## BEGIN Available records

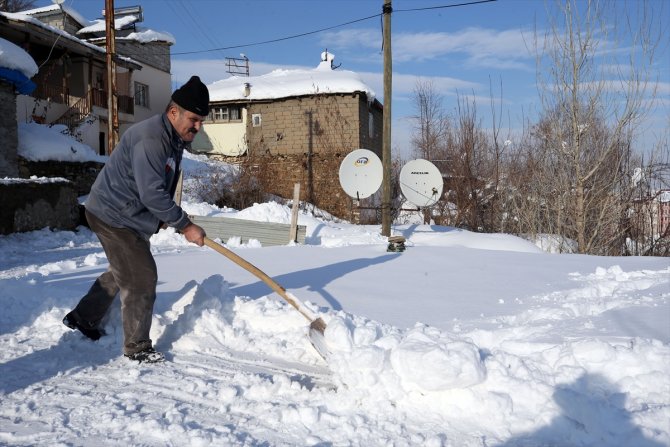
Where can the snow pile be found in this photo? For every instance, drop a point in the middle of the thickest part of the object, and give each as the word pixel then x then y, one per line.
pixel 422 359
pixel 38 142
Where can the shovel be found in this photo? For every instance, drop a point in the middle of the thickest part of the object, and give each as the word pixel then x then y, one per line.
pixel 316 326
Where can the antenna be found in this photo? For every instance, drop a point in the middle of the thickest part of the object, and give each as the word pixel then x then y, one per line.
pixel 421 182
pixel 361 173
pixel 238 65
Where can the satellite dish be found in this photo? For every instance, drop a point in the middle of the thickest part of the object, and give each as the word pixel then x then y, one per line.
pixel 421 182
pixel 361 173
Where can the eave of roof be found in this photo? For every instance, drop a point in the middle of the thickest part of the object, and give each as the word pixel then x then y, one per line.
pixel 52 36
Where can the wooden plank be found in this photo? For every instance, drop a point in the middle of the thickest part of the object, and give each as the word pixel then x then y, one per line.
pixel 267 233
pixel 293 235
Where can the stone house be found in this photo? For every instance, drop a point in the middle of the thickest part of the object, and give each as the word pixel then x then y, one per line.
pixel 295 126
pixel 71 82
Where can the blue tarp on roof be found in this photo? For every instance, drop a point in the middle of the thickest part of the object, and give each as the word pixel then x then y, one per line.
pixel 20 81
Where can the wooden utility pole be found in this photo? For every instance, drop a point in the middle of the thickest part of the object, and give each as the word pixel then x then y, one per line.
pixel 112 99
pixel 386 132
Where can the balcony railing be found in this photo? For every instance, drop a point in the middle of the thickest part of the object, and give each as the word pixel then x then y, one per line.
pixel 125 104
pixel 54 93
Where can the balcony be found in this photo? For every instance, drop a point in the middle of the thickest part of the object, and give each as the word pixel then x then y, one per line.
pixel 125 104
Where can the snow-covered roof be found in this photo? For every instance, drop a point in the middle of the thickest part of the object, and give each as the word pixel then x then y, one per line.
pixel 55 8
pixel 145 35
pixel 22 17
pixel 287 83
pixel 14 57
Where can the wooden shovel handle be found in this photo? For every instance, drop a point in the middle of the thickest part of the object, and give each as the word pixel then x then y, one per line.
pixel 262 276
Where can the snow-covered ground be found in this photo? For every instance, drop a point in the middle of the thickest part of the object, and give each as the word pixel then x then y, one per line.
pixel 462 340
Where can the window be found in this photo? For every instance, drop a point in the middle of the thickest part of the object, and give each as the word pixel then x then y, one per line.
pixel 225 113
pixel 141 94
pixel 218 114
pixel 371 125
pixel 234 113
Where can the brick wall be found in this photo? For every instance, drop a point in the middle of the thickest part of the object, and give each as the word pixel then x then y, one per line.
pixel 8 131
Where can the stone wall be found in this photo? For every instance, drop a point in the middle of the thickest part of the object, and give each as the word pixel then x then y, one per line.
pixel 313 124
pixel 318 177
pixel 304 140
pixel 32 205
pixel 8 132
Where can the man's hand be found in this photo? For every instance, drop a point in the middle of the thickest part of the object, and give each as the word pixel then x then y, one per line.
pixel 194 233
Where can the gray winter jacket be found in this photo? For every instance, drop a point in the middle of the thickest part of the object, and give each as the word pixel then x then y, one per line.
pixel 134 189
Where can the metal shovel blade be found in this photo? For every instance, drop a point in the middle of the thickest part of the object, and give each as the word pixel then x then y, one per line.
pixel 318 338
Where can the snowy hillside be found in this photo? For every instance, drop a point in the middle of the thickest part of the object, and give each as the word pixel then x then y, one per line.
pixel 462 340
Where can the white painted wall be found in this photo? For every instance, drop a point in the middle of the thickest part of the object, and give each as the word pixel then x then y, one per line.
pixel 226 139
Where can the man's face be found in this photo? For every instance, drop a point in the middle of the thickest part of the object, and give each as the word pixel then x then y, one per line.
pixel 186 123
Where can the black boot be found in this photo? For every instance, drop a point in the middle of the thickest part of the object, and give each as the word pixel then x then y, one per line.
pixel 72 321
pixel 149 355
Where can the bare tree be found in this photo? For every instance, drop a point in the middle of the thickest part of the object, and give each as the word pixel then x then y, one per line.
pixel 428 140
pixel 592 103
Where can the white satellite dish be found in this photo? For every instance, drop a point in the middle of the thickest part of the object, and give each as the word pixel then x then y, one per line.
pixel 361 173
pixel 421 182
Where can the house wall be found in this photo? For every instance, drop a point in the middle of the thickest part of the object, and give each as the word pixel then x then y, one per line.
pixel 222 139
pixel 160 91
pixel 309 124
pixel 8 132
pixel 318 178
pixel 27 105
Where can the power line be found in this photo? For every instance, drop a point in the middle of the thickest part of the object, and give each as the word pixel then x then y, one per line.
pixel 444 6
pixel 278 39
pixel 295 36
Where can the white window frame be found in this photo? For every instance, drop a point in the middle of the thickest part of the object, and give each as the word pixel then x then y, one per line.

## END Available records
## BEGIN Available records

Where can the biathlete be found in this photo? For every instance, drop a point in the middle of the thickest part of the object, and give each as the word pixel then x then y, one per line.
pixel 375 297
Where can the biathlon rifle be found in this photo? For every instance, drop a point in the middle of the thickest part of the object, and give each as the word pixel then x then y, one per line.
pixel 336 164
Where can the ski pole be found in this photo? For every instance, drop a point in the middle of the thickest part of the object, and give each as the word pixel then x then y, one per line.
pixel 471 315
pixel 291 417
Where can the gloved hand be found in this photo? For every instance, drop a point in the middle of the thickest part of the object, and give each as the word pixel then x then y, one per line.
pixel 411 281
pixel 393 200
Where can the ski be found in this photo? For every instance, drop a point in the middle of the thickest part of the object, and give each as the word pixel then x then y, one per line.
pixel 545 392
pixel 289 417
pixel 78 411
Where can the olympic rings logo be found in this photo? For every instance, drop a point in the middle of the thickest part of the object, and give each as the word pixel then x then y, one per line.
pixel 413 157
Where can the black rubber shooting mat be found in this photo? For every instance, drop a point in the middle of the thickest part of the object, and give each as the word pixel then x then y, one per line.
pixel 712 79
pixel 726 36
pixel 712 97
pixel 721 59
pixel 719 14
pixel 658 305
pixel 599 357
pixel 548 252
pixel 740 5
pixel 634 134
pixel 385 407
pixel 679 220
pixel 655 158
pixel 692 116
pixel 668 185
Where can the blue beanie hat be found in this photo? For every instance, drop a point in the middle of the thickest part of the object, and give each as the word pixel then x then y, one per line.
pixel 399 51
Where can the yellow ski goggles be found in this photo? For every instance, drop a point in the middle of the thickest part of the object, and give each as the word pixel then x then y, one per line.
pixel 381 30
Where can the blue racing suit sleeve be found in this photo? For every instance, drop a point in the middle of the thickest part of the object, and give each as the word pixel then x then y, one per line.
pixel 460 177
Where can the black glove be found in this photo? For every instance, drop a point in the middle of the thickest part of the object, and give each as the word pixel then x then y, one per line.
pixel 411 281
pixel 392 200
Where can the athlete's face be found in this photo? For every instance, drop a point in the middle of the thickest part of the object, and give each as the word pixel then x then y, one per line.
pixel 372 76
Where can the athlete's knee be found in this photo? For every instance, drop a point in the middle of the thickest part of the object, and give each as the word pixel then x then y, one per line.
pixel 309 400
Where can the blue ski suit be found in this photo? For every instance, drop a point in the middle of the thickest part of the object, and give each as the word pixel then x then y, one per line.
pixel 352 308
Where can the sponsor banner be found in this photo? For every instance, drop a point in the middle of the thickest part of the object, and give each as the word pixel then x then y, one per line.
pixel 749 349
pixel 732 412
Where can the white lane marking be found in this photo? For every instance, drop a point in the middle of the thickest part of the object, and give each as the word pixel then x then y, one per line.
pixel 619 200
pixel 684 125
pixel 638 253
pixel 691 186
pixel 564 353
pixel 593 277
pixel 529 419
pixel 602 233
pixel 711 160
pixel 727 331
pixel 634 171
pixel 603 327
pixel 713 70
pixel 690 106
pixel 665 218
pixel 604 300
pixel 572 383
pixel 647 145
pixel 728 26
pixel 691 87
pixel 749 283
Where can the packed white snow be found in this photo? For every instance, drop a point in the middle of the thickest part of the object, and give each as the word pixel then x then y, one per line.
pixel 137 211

## END Available records

▸ **Task objective**
Can you render the part of the material above that opens with the line containing "Where can the balcony railing" and closes with the line containing "pixel 54 93" as a JSON list of strings, one string per line, with blank lines left out?

▸ **Solved problem**
[
  "Where can the balcony railing be found in this photo? For every instance, drop a point in the middle of the thickest part of the object, and give each as the word pixel then x then y, one per line.",
  "pixel 125 104",
  "pixel 54 93"
]